***** Text excerpt

I was just Bob back then.
Back then I was ashamed of my name. I was ashamed of who I was. Back then I was just an ordinary confused, angry, sullen, creative kid trying to make sense of life, doing the best I could and just trying to survive and find or steal a little happiness on the side. Back then I got really good at creating self-maintaining stories. I left Springfield thirty five years ago to discover myself – to go beyond Bob.
“There is a difference Robert, between changing or re-writing an old story and simply letting the story go……..and not replacing it with anything,” Katherine told me over lunch. “What happened with you in Missouri was the latter. All the old stories and memories of who you were and who your mother was and and your dad and all of that – all of that just simply dropped away…”
Some mornings now, I wake up and wonder “well where did 60 years of resentment go?” I do not know. There is space now where all that anger and confusion and doubt and fear had been.
“Who are you Robert without your stories? Who am I to you without your stories of me” she asked with a twinkle in her eye as she picked up the check.

**********
***** Provided data

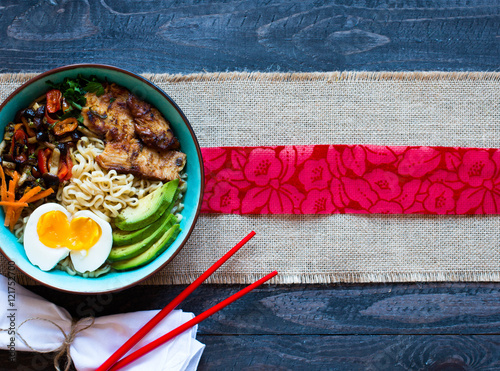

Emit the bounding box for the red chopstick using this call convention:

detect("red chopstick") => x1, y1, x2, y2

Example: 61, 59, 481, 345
109, 271, 278, 371
96, 231, 255, 371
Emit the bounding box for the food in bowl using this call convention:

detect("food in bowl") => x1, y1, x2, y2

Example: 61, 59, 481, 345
0, 75, 187, 277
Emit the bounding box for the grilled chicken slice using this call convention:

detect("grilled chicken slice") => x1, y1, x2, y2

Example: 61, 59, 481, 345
82, 84, 135, 141
82, 84, 186, 181
127, 94, 179, 150
96, 139, 186, 181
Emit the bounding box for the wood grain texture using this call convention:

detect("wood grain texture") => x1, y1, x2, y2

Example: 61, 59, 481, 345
0, 0, 500, 73
0, 283, 500, 370
0, 0, 500, 371
20, 283, 500, 335
0, 335, 500, 371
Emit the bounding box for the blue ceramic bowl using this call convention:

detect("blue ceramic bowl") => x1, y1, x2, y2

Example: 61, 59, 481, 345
0, 64, 204, 294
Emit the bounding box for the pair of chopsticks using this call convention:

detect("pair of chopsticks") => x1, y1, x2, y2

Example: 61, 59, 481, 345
96, 231, 278, 371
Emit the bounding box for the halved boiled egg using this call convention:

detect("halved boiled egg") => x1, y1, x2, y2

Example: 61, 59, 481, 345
23, 203, 113, 273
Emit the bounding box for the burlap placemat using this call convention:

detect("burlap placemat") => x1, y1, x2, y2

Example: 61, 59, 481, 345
0, 72, 500, 284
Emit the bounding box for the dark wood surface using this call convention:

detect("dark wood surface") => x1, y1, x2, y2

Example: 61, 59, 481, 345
0, 0, 500, 370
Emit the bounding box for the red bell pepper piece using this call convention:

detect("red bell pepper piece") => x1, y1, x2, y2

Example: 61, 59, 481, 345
10, 129, 29, 163
47, 89, 62, 113
37, 148, 52, 174
45, 109, 57, 124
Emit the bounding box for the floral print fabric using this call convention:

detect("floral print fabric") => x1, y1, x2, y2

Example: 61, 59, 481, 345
202, 145, 500, 214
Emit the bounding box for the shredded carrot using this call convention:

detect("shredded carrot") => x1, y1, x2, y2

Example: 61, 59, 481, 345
0, 171, 54, 231
9, 207, 23, 232
26, 188, 54, 203
19, 186, 42, 202
0, 165, 7, 214
21, 117, 36, 137
0, 201, 28, 208
7, 180, 15, 201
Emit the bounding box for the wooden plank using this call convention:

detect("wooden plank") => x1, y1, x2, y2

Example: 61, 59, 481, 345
194, 335, 500, 371
0, 335, 500, 371
23, 283, 500, 335
0, 0, 500, 73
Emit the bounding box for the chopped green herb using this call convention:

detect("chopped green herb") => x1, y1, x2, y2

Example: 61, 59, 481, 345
47, 75, 104, 110
89, 109, 108, 120
84, 81, 104, 97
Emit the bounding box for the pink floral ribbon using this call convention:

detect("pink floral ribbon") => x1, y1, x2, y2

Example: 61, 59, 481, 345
202, 145, 500, 214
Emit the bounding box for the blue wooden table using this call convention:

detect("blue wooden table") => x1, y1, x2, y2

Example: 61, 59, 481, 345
0, 0, 500, 370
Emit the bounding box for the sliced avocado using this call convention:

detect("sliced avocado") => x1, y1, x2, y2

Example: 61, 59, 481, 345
111, 224, 181, 271
113, 218, 159, 247
115, 179, 179, 231
108, 213, 177, 262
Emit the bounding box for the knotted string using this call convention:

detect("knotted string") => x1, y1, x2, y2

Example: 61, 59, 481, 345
13, 317, 95, 371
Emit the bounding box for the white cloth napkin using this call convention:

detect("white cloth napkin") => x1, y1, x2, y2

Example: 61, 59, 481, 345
0, 275, 205, 371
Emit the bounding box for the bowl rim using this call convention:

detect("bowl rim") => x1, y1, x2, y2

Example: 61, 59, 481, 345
0, 63, 205, 295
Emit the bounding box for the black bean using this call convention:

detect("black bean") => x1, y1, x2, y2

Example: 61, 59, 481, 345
36, 131, 49, 142
33, 117, 43, 129
23, 108, 35, 119
42, 173, 59, 187
35, 106, 45, 118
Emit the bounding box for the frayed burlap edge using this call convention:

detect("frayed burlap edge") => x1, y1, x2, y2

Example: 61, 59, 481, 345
0, 71, 500, 285
9, 271, 500, 285
0, 71, 500, 83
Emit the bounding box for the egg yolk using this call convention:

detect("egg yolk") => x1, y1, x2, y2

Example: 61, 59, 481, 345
36, 211, 102, 250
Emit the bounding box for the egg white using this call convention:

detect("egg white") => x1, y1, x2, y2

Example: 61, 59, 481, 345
23, 203, 71, 271
23, 203, 113, 273
70, 211, 113, 273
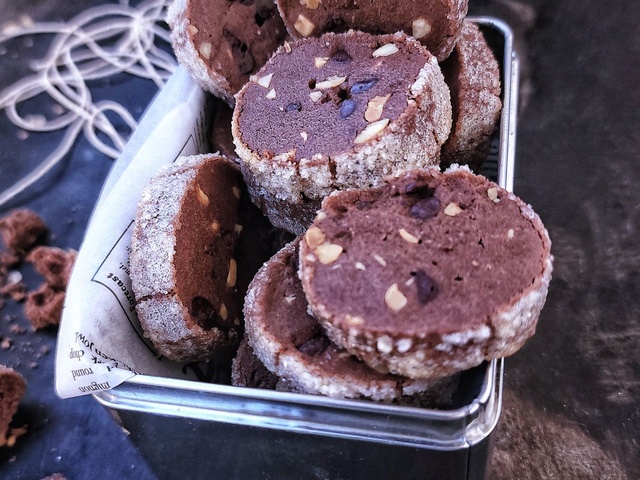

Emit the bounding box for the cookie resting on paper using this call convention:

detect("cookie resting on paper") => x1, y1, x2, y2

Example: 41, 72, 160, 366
130, 155, 242, 362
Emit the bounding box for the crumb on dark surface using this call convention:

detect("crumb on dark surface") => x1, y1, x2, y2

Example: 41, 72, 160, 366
26, 246, 77, 290
24, 283, 65, 330
0, 365, 27, 447
0, 208, 47, 265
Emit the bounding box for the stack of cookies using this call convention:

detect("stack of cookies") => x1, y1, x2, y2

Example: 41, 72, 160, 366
131, 0, 552, 405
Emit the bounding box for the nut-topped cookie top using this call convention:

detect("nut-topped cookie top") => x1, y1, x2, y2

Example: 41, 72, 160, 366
300, 169, 549, 337
236, 32, 438, 160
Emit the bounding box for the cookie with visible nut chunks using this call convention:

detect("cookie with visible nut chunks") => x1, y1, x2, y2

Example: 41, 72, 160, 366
276, 0, 469, 61
300, 167, 552, 379
245, 240, 457, 406
130, 154, 242, 362
232, 31, 451, 234
167, 0, 286, 106
440, 20, 502, 168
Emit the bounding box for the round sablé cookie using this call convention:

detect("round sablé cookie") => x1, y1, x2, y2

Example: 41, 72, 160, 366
232, 31, 451, 234
244, 240, 457, 404
130, 154, 242, 362
167, 0, 286, 106
300, 167, 552, 379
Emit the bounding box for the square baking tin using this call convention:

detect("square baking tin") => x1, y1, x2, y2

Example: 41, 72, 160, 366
94, 17, 518, 480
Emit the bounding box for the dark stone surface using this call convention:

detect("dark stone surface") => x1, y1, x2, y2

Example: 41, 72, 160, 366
0, 0, 640, 480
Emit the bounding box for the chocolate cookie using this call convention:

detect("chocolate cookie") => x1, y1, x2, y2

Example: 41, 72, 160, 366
277, 0, 469, 61
232, 31, 451, 233
231, 336, 279, 390
130, 155, 242, 362
245, 241, 455, 403
440, 20, 502, 167
300, 167, 552, 379
167, 0, 286, 106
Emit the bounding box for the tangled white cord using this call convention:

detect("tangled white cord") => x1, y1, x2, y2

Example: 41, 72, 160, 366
0, 0, 176, 206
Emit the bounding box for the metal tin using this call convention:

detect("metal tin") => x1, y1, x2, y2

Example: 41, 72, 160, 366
94, 17, 518, 480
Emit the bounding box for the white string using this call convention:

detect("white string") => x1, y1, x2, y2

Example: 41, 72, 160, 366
0, 0, 176, 206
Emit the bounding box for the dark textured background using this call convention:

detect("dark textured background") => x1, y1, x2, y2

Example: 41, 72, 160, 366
0, 0, 640, 480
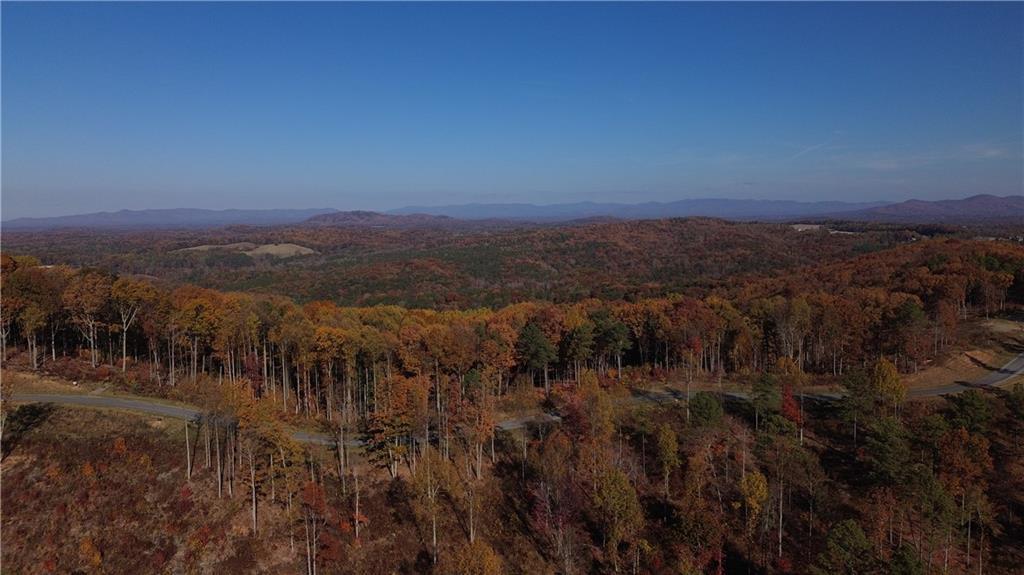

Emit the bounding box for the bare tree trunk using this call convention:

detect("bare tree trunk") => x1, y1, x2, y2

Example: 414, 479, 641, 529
185, 421, 191, 481
249, 443, 256, 535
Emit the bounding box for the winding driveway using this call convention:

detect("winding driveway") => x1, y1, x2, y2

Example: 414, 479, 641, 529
11, 353, 1024, 446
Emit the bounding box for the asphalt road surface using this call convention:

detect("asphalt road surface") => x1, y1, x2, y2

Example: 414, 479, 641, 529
12, 353, 1024, 446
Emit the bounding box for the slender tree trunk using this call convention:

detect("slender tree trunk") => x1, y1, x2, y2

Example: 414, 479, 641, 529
185, 422, 191, 481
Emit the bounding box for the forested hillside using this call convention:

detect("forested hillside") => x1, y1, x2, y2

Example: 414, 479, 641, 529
2, 235, 1024, 573
3, 219, 920, 309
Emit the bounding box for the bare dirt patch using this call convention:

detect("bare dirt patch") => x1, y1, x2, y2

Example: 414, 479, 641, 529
245, 244, 316, 258
175, 241, 316, 258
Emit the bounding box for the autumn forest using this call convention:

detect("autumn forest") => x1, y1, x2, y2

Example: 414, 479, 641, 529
2, 220, 1024, 574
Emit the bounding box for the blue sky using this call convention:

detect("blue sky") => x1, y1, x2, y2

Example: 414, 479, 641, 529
2, 2, 1024, 219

**********

### Required work:
**A.** Answer these questions using the essay about letting go of old stories:
(i) How long ago did the narrator leave Springfield?
(ii) Who spoke with the narrator over lunch?
(iii) How many years of resentment does the narrator wonder about on some mornings?
**B.** Condense the paragraph of the essay about letting go of old stories that begins "Back then I was ashamed of my name," keeping its main facts.
**C.** Continue the essay about letting go of old stories from its last sentence.
These entries are separate from the essay about letting go of old stories.

### Results for the exercise:
**A.**
(i) Thirty-five years ago.
(ii) Katherine.
(iii) 60 years.

**B.** Back then I was ashamed of my name and of who I was. I was an ordinary kid, confused, angry, sullen and creative, trying to make sense of life, to survive and to find or steal a little happiness. I became skilled at creating self-maintaining stories. Thirty-five years ago I left Springfield to discover myself and go beyond Bob.

**C.**
I have no idea what will unfold – what will arise from the space – I trust the Dharma and yeah I get impatient, I want to push the river and make life unfold on my terms. Elder hood and pop psychology shows me that pushing never works and always brings unintended results. So instead, I practice mindfulness and Beginner’s mind. What else is there to do? We live by faith whether we know it or not. However, knowing makes a difference, it seems.
I know this feeling of living in the space where stories used to be. It’s weird, almost lonely. But, so very quiet. It’s a place to rest.
Robert, this is almost eerie that you invited me to read this. In June I went “home” to Idaho for a 50 year class reunion. We told stories about high school and we listened to one another tell about how their lives had unfolded. I drove through the little town that I left 50 years ago; I saw the houses that had once been familiar to me. I talked with one or two people that I knew. I drove out of town and said, I don’t need to come back here ever again.” I am grateful for my story then because it was one of faith, community and family and it gave me a foundation…but I have traveled a very long way from “home” and I like it here.
Besides, your pictures are breath taking.